> REQUIREMENT:
Retype the records from their first line through the line containing "column 586, row 329", including both ends. Leave the pictures out of your copy.

++++ LISTED RECORDS ++++

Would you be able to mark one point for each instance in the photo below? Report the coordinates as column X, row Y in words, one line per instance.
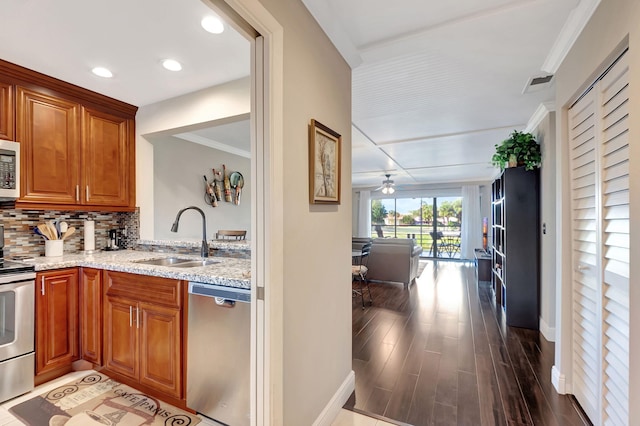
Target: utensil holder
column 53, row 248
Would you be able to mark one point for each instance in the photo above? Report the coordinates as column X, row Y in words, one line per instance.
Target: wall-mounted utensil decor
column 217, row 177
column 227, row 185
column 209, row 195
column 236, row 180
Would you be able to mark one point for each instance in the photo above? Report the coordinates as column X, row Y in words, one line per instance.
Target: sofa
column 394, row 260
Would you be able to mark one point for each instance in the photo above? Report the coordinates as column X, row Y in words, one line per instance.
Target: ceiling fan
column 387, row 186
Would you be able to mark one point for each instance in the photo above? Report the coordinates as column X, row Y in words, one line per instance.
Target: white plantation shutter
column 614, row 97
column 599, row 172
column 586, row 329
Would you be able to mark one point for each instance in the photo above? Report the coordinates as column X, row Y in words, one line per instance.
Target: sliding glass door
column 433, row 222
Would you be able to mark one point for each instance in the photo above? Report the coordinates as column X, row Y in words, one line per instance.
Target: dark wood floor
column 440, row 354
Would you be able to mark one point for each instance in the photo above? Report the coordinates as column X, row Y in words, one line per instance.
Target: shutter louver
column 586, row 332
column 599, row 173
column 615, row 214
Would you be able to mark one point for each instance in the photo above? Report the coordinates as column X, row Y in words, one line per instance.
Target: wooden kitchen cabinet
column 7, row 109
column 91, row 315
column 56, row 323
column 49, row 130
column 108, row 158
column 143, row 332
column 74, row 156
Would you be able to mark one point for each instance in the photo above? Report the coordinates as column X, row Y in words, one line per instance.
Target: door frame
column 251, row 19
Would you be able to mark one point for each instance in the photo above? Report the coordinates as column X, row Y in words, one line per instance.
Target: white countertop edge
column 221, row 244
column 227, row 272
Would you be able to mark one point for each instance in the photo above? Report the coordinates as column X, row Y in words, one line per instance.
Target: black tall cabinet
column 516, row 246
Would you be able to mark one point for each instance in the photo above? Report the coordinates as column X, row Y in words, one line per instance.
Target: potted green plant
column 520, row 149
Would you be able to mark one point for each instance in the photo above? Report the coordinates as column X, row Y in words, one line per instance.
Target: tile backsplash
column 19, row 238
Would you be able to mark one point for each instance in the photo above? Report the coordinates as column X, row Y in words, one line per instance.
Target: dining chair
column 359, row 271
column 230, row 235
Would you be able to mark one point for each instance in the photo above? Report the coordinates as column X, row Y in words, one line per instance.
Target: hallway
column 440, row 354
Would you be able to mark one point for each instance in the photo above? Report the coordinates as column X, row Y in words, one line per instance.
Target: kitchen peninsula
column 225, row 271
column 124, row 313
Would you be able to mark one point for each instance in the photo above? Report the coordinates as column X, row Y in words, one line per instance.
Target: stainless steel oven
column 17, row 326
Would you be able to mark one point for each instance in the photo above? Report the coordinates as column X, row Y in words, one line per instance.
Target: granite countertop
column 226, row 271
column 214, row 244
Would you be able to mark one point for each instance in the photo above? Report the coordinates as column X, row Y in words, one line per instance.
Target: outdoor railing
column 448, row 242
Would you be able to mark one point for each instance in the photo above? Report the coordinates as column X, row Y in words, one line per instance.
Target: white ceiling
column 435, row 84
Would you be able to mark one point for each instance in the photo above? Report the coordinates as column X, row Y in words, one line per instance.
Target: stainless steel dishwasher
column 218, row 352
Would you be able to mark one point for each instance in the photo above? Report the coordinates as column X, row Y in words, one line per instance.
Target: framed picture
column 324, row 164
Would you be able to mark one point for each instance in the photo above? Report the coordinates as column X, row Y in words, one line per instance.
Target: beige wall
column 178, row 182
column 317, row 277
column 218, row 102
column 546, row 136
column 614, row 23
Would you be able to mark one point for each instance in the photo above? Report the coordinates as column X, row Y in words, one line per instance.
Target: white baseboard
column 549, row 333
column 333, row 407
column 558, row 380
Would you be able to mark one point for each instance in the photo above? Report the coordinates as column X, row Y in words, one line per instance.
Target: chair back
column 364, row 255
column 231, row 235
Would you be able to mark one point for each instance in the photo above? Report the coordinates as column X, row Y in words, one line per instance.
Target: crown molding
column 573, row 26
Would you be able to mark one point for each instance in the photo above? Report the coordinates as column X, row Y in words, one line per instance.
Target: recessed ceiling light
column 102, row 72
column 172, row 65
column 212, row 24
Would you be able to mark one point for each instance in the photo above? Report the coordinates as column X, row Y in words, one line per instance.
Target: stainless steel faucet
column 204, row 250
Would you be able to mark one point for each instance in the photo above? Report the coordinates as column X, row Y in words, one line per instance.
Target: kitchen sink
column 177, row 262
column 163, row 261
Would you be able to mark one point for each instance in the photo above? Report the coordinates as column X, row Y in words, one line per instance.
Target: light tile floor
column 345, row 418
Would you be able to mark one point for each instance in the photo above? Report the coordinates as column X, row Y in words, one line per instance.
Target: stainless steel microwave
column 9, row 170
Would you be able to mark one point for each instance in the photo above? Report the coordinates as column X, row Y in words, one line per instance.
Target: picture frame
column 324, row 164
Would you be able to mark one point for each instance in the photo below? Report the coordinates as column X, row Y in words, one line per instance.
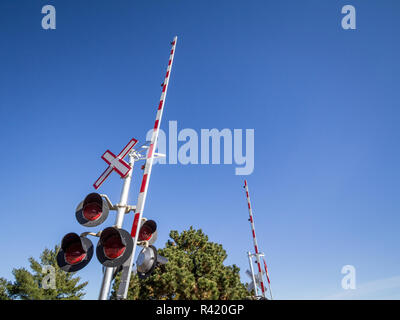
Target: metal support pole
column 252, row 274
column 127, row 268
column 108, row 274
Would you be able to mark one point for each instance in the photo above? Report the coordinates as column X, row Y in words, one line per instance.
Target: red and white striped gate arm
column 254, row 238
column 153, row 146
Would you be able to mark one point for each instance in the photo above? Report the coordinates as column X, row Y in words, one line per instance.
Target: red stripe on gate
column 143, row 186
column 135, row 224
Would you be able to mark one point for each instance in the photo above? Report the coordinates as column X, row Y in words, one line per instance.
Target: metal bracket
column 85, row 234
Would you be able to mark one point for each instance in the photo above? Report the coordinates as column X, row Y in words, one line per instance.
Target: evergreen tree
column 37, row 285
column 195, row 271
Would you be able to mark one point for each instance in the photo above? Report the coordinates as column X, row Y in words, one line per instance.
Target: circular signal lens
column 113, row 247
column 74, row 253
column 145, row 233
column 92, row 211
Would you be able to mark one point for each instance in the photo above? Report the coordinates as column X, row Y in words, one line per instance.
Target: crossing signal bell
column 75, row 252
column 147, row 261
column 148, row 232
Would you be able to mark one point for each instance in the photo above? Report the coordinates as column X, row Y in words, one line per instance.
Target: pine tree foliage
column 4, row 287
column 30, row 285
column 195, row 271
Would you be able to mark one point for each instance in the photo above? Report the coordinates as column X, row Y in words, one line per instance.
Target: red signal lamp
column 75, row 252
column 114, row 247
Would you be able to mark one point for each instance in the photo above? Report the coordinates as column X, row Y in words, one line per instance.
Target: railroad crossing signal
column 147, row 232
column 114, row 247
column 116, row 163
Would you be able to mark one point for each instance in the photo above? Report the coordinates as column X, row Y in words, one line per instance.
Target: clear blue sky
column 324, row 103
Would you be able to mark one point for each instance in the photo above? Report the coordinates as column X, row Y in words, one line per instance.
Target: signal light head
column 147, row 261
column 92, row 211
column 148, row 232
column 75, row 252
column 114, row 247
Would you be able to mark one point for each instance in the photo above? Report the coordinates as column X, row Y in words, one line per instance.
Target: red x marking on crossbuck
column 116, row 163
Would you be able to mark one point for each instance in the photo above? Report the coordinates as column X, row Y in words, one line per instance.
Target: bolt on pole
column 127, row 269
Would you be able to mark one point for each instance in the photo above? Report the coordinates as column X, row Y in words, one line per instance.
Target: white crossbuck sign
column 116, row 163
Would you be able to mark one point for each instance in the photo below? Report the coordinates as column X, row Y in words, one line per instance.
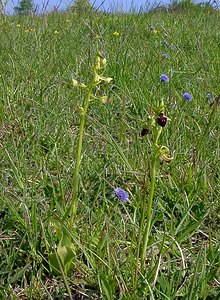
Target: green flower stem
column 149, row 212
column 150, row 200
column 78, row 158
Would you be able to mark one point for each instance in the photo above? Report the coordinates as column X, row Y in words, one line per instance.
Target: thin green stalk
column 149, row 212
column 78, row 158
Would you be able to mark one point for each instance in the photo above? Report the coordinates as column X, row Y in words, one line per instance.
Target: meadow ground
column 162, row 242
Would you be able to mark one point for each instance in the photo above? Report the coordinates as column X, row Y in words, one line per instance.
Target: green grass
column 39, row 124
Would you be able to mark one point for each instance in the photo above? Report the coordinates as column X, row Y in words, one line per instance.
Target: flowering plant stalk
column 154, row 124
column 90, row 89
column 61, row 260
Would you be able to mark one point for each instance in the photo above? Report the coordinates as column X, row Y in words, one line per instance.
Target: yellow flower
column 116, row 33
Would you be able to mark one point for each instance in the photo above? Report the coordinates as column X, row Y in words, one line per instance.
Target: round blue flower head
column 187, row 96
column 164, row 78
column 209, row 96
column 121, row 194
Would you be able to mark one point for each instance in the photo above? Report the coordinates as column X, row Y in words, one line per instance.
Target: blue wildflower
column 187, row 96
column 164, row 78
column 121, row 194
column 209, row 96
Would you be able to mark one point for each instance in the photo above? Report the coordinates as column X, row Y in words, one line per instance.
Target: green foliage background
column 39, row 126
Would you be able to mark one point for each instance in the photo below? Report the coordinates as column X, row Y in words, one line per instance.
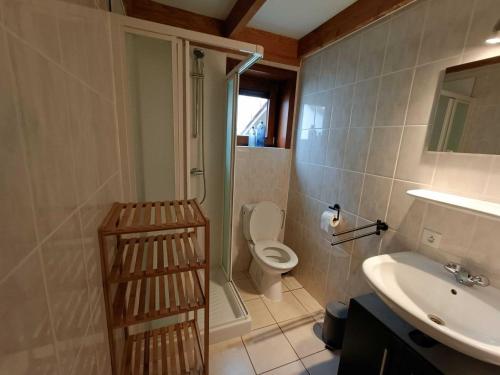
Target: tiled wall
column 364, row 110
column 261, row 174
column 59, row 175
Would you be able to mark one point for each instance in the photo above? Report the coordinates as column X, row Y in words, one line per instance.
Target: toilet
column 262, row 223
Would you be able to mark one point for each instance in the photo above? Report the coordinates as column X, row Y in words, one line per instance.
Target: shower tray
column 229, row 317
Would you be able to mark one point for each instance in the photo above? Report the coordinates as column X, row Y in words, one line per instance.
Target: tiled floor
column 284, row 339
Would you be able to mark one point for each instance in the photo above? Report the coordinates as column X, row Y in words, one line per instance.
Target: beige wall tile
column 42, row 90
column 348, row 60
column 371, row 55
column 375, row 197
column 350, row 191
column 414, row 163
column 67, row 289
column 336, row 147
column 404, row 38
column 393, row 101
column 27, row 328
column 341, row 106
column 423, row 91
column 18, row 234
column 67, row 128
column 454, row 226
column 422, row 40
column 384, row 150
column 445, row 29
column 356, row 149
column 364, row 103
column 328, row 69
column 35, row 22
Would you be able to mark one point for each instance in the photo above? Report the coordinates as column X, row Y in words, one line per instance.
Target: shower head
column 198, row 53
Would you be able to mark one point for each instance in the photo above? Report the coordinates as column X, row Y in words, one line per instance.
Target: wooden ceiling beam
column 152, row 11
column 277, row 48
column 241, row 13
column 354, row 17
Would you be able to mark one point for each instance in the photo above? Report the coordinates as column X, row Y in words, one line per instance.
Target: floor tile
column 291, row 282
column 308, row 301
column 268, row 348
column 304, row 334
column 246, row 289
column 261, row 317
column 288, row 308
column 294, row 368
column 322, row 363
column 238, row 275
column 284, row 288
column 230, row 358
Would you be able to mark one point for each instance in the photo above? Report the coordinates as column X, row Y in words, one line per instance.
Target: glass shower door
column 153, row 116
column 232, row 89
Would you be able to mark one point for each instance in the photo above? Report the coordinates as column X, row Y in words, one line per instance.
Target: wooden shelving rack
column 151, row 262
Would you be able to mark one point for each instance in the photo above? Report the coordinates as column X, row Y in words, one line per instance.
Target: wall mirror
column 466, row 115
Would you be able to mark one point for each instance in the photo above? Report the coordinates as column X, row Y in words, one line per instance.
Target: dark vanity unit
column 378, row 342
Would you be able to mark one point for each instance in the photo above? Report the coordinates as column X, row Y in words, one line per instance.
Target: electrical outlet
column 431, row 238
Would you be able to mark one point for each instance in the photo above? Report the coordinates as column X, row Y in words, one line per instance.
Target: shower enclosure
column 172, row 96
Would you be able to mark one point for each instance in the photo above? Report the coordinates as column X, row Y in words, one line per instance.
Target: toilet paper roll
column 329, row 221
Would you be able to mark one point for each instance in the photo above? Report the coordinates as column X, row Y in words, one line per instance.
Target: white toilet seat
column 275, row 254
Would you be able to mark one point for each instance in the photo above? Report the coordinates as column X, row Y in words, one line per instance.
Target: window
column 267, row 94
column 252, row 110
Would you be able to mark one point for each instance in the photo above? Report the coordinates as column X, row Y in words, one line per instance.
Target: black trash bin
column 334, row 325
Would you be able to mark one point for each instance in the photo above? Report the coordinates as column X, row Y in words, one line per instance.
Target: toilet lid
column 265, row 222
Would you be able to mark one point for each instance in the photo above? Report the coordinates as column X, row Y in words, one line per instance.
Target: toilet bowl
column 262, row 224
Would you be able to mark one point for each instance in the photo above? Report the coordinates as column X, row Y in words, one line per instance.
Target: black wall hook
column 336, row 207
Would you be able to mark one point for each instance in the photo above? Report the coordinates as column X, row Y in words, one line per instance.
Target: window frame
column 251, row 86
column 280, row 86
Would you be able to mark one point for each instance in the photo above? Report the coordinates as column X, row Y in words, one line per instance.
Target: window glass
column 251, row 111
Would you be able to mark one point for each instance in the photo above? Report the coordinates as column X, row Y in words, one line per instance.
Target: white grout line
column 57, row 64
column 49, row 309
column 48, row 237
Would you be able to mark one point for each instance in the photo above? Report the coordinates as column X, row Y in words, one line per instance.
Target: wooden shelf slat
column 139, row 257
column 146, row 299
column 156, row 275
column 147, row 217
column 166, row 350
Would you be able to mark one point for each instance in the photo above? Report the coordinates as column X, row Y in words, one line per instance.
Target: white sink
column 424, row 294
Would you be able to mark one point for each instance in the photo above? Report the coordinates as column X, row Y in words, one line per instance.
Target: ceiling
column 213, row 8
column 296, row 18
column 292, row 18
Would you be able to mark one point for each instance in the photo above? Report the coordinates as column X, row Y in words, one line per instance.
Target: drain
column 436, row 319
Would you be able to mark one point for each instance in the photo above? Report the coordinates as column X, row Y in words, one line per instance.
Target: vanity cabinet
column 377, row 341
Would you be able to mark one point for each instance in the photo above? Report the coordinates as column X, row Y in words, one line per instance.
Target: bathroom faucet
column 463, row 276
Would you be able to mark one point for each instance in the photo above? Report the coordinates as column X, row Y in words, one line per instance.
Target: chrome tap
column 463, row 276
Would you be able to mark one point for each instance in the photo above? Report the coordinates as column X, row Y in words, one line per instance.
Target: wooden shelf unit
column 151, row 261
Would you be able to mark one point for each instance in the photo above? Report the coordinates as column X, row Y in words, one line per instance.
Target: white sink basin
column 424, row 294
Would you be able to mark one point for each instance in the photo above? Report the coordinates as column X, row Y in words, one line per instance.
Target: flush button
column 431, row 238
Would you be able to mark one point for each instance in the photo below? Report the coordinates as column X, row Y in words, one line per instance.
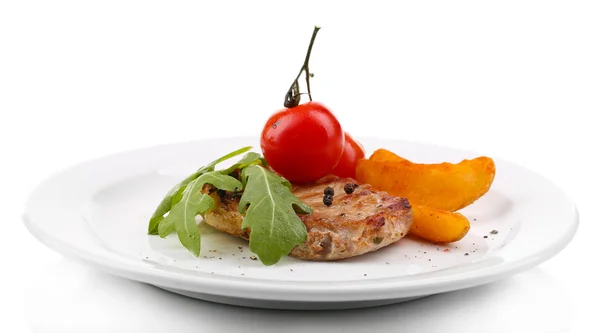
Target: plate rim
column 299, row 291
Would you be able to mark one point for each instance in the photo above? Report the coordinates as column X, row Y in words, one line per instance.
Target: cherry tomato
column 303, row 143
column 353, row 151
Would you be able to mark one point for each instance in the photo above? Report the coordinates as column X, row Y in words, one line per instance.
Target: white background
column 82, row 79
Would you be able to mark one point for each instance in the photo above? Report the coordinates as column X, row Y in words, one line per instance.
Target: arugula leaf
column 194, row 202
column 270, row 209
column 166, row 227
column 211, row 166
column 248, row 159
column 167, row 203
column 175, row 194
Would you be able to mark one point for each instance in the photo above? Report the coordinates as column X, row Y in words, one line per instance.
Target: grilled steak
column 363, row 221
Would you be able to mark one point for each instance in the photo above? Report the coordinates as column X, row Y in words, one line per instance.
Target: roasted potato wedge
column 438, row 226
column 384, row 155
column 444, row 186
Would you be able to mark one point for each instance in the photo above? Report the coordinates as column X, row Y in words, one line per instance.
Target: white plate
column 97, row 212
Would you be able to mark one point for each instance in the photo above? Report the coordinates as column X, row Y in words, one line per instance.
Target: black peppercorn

++++

> SOLUTION:
Would you be able to mark one point for each instance in the photo below? Report the coordinates as column X, row Y in words, one line per instance.
Target: utensil holder
column 53, row 248
Would you be able to mark one point for each instance in the photo above? Report the coordinates as column X, row Y in words, one line per instance.
Target: wall-mounted utensil decor
column 217, row 177
column 227, row 185
column 209, row 195
column 236, row 180
Would you be able to mark one point for each instance in the photo above? Report the coordinates as column X, row Y in words, one line per instance.
Target: sofa
column 394, row 260
Would you be able to mark one point for each instance in the photo above? Report the coordinates as column X, row Y in words, one line per instance.
Target: ceiling fan
column 387, row 186
Would you be able to mark one point for each instance in the photo above? Report the coordinates as column X, row Y in words, one line per instance.
Target: white plantation shutter
column 614, row 97
column 599, row 172
column 586, row 329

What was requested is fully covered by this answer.